▸ **EXTRAIT**
# # #
Le paysage, arrière-plan des épisodes bibliques
Giotto. Joachim parmi les bergers (1304-06)
Fresque, Chapelle Scrovegni, Padoue.
La transition entre l'Antiquité et le Moyen Âge est marquée par l'évolution de la thématique. La religion chrétienne impose progressivement des représentations d'épisodes de l'histoire sainte : récits bibliques, légendes de saints par exemple. Le réalisme n'est pas considéré comme souhaitable, qu'il s'agisse des personnages ou du paysage. L'artiste cherche à évoquer la religion par des images afin de la mettre à la portée de tous. La représentation doit rester symbolique. La nature étant l'œuvre de Dieu, il n'est pas admissible de tenter de la recréer en image car l'homme ne peut pas avoir la prétention d'égaler la divinité. Lorsque, au 16e siècle, les peintres parviendront à un réalisme très convaincant, les commentateurs comme Giorgio Vasari (*) les compareront à des dieux vivants. Mais le Moyen âge exclut totalement cette ambition.
Les premiers temps du christianisme
Des premiers temps du christianisme, il reste surtout des mosaïques, dont celle dite du Bon Pasteur qui comporte des éléments de paysage.
# # #
▸ **DONNÉES FOURNIES**
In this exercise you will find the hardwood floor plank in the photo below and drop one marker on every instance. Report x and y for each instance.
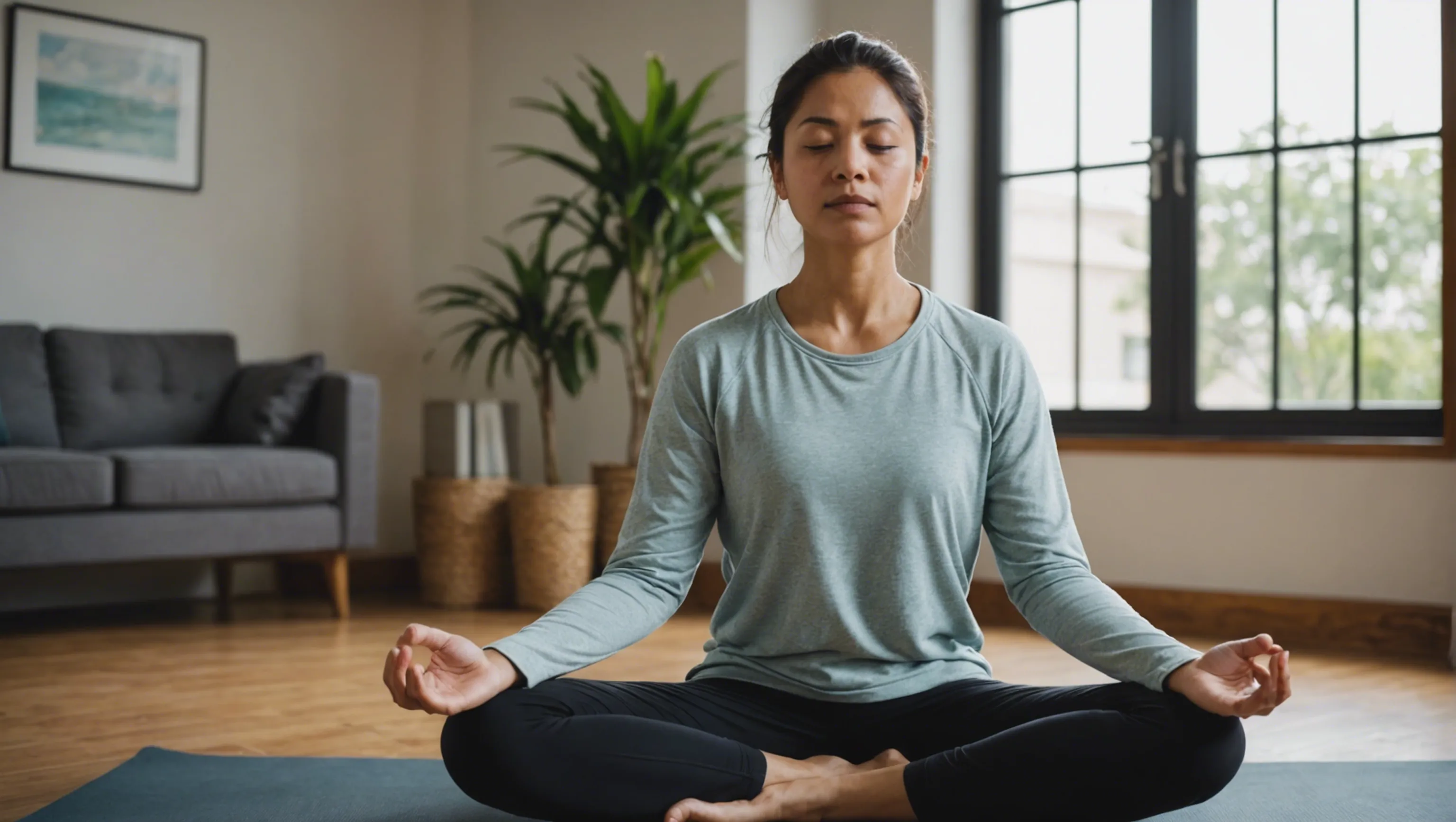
# # #
▸ **CONSIGNE**
Recopiez en entier l'extrait sur le paysage dans la peinture religieuse, sans y changer un seul mot.

▸ **RÉPONSE**
Le paysage, arrière-plan des épisodes bibliques
Giotto. Joachim parmi les bergers (1304-06)
Fresque, Chapelle Scrovegni, Padoue.
La transition entre l'Antiquité et le Moyen Âge est marquée par l'évolution de la thématique. La religion chrétienne impose progressivement des représentations d'épisodes de l'histoire sainte : récits bibliques, légendes de saints par exemple. Le réalisme n'est pas considéré comme souhaitable, qu'il s'agisse des personnages ou du paysage. L'artiste cherche à évoquer la religion par des images afin de la mettre à la portée de tous. La représentation doit rester symbolique. La nature étant l'œuvre de Dieu, il n'est pas admissible de tenter de la recréer en image car l'homme ne peut pas avoir la prétention d'égaler la divinité. Lorsque, au 16e siècle, les peintres parviendront à un réalisme très convaincant, les commentateurs comme Giorgio Vasari (*) les compareront à des dieux vivants. Mais le Moyen âge exclut totalement cette ambition.
Les premiers temps du christianisme
Des premiers temps du christianisme, il reste surtout des mosaïques, dont celle dite du Bon Pasteur qui comporte des éléments de paysage.